→ TEXT EXCERPT:
Chadwick Boseman, known for his role as King T’Challa in Marvel’s “Black Panther,” has died after a four-year battle with cancer, according to a post on his Twitter account. The post said the actor, who also played Black icons such as James Brown, Thurgood Marshall and Jackie Robinson, died at home with his wife and family.
Boseman was diagnosed with stage three colon cancer in 2016, and it progressed to stage four, the post said. He was 43 years old, according to The Associated Press.
“A true fighter, Chadwick persevered through it all, and brought you many of the films you have come to love so much. From Marshall to Da 5 Bloods, August Wilson’s Ma Rainey’s Black Bottom and several more, all were filmed during and between countless surgeries and chemotherapy,” the post said.
The post added that it was “the honor of his career” to play King T’Challa in “Black Panther.” In August 2019, Marvel Studios president Kevin Feige and “Black Panther” director Ryan Coogler announced that “Black Panther 2” would be released in May 2022.
Boseman had not publicly disclosed his battle with cancer, according to AP.
On Saturday, the governor of South Carolina, where Boseman was born, said he ordered the Statehouse flags to be lowered to half-staff on Sunday to “honor the life, contributions and memory of a truly extraordinary son of South Carolina.”
Boseman graduated from Howard University and starred in various television shows in the early 2000s before getting the star role as Jackie Robinson, the first Black person to play in Major League Baseball, in the 2013 film “42,” according to IMDB.
From there, he went on to star as James Brown in the 2014 film “Get On Up,” Andre Davis in the 2019 film “21 Bridges,” and Stormin’ Norman in this year’s “Da 5 Bloods.”

→ RECORDED DATA:
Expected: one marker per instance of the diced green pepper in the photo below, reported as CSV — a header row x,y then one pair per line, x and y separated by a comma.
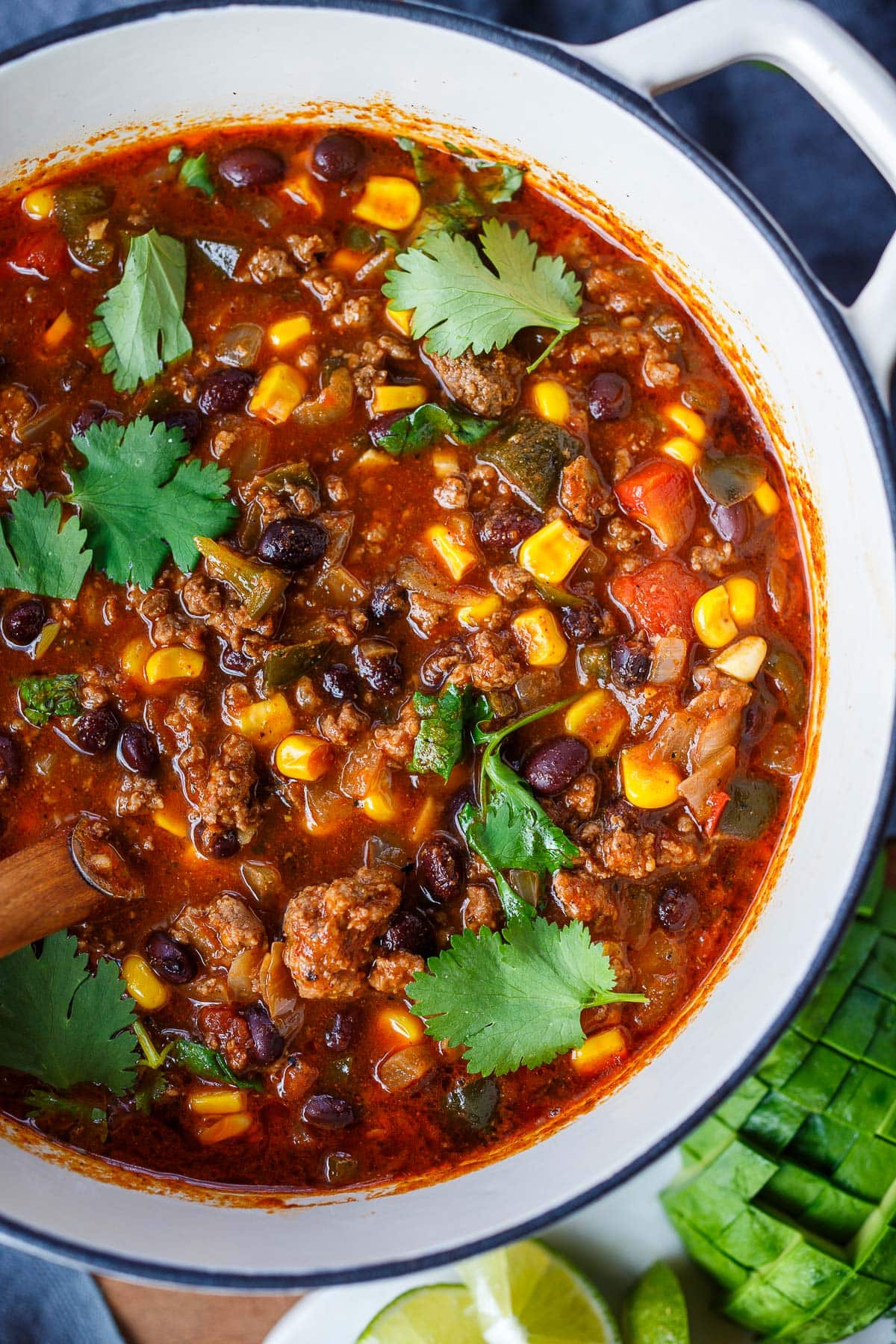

→ ASSIGNMENT A: According to the Chadwick Boseman article, what stage was Boseman's colon cancer when he was diagnosed in 2016?
→ ASSIGNMENT B: Pick up the Chadwick Boseman article after its last sentence and continue it.
The listing is material separate from the Chadwick Boseman article.

→ ANSWER SECTION A: Stage three.

→ ANSWER SECTION B:
His death came on the day Major League Baseball was celebrating Jackie Robinson Day, usually celebrated on April 15.
Major League Baseball tweeted that “his transcendent performance in ’42’ will stand the test of time and serve as a powerful vehicle to tell Jackie’s story to audiences for generations to come.”
Fans and colleagues shared messages of grief online.
Filmmaker Ava DuVernay posted a photo of the Wakanda ancestral plane from “Black Panther,” telling Boseman, “May you have a beautiful return, King. We will miss you so.”
Marvel Studios tweeted a photo of Boseman dressed in the costume of his iconic role, writing, “our hearts are broken. … Your legacy will live on forever.”
The company also tweeted out a series of photos of Boseman from Marvel sets and with his fellow cast members.
Chris Evans, who starred in Marvel’s “Avengers” movies alongside Boseman, tweeted that he is “absolutely devastated” and that Boseman’s death is “beyond heartbreaking.”
“Chadwick was special. A true original. He was a deeply committed and constantly curious artist. He had so much amazing work still left to create,” Evans said. “I’m endlessly grateful for our friendship.”
Democratic vice presidential candidate Kamala Harris tweeted a photo of her and Boseman, saying she is “heartbroken.” Boseman’s last tweet before his death was a photo of himself and Harris, encouraging people to vote.
“My friend and fellow Bison Chadwick Boseman was brilliant, kind, learned, and humble,” she wrote. “He left too early but his life made a difference.”
She also attended Howard University, whose mascot is the bison.